* _Task brief_
Please copy the stretch from the line containing "target: vineyard" through the end of the rows, substituting "orchard" for "vineyard" and leaving everything else unchanged.

* _Items from a data source_
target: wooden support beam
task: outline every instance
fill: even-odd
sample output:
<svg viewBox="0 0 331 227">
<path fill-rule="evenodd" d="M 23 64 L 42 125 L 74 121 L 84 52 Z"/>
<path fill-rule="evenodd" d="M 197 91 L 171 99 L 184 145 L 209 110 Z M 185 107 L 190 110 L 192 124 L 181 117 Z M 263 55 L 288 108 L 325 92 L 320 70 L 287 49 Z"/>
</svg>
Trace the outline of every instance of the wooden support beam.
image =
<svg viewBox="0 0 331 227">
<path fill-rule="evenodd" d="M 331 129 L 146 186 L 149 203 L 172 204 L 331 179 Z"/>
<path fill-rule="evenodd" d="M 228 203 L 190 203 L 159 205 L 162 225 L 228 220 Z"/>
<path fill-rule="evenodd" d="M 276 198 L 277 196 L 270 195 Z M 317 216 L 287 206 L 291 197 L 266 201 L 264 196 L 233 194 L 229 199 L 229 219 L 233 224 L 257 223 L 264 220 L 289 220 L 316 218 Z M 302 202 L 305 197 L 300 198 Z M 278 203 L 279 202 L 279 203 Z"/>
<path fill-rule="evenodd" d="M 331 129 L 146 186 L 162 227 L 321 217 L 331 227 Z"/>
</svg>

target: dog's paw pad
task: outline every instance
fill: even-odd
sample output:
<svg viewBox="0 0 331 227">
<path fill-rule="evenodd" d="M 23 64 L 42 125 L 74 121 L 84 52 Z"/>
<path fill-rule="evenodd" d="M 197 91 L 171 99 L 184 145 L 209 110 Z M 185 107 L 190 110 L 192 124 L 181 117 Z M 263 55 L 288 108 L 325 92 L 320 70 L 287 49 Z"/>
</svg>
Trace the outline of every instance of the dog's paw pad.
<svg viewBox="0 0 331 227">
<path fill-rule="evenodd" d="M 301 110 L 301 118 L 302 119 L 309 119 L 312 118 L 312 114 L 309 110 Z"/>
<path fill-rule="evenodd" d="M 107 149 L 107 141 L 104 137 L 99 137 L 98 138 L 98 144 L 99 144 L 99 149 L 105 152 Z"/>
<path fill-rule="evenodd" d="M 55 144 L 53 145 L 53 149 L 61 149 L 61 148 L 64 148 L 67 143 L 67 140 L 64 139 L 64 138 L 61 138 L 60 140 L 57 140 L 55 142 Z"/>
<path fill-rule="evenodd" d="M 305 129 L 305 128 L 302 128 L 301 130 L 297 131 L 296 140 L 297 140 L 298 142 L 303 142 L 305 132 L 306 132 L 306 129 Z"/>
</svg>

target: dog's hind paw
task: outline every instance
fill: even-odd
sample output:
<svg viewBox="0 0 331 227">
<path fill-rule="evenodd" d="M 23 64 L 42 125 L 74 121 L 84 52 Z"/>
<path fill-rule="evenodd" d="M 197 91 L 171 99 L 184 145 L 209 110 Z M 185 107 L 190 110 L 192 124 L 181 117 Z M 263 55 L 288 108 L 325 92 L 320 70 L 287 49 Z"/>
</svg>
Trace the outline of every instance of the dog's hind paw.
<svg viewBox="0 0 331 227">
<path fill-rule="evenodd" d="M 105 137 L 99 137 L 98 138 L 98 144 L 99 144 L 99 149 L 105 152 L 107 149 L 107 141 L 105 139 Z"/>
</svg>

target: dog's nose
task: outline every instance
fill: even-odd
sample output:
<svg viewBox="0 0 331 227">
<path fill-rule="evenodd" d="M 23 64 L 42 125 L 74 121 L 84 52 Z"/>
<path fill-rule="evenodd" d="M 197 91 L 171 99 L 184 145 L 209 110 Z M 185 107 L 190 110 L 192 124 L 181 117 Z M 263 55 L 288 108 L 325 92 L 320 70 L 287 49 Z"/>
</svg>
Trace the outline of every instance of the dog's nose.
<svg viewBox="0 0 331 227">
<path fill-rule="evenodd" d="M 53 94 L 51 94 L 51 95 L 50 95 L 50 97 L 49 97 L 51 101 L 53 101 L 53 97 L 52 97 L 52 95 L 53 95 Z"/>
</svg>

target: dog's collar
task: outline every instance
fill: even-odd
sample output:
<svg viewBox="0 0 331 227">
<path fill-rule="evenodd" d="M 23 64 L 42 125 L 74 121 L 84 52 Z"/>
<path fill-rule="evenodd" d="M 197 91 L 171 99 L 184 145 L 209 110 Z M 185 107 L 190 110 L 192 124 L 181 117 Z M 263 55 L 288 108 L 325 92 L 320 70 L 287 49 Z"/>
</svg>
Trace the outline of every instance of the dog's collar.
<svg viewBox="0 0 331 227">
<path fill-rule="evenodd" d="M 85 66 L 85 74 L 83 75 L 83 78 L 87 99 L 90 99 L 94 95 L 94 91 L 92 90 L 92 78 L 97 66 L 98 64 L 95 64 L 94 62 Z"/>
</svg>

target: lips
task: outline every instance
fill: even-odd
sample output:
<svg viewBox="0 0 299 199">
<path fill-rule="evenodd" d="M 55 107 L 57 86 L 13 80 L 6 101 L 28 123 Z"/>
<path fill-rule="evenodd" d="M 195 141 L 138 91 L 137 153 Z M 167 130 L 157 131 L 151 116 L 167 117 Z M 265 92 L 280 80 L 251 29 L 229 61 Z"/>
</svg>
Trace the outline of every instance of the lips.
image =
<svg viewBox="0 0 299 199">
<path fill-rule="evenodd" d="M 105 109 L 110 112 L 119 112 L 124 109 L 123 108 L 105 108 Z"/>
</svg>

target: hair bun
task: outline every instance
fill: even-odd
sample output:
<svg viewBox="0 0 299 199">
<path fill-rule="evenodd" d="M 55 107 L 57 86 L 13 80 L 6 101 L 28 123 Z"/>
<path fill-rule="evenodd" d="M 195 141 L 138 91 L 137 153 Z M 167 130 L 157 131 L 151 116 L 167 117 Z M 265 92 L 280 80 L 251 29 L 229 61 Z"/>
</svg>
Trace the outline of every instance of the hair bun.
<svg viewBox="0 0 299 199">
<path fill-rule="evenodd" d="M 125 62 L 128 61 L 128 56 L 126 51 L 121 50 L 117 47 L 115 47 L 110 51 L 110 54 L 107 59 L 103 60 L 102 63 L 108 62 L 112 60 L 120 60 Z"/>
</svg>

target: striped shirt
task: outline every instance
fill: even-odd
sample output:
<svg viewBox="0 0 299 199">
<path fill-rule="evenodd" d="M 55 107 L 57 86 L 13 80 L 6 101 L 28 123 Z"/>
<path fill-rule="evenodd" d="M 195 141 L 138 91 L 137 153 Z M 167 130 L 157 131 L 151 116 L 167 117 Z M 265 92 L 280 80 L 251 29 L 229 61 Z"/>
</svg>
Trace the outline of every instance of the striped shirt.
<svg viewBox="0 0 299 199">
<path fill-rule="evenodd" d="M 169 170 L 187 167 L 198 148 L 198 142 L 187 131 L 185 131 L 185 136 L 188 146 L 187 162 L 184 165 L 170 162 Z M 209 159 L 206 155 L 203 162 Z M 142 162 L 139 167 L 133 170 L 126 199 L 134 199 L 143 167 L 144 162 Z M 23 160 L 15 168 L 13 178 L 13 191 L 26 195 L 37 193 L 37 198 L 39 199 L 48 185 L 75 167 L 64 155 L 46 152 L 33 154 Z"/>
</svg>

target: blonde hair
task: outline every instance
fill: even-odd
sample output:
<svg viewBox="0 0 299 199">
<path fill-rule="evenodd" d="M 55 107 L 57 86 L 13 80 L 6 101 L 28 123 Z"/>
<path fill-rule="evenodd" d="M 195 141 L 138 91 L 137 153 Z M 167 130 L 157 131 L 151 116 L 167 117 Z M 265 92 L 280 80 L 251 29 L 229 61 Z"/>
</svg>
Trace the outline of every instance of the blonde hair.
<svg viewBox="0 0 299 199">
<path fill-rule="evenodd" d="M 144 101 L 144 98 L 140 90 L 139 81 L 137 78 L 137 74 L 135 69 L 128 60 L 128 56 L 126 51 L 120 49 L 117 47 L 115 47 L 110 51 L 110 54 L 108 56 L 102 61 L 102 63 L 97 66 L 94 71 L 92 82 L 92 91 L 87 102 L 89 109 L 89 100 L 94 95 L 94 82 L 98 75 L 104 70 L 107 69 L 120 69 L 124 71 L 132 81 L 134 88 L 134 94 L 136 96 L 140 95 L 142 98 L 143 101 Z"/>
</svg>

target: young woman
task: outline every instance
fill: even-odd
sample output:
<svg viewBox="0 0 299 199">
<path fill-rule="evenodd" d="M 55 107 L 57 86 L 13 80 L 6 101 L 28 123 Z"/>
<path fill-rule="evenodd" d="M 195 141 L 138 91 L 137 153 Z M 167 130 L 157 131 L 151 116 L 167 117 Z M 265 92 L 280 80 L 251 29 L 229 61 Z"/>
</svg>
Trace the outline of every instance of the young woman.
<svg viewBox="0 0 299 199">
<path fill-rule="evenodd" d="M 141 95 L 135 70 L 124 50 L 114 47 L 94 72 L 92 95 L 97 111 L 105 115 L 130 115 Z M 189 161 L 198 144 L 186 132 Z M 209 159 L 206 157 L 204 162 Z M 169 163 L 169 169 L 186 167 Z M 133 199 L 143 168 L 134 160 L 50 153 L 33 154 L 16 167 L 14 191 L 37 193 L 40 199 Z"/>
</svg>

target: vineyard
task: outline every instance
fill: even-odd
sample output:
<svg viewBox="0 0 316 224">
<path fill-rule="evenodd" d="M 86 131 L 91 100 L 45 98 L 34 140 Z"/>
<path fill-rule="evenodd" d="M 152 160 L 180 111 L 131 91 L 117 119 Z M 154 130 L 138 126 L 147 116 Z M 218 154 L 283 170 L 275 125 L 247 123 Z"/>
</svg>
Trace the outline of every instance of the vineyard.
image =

* _Written answer_
target: orchard
task: outline every instance
fill: even-odd
sample output:
<svg viewBox="0 0 316 224">
<path fill-rule="evenodd" d="M 86 131 L 91 100 L 45 98 L 34 140 Z"/>
<path fill-rule="evenodd" d="M 152 160 L 180 111 L 131 91 L 117 119 Z M 154 130 L 138 126 L 147 116 Z M 218 154 L 283 170 L 275 125 L 247 123 Z"/>
</svg>
Trace the outline of every instance of the orchard.
image =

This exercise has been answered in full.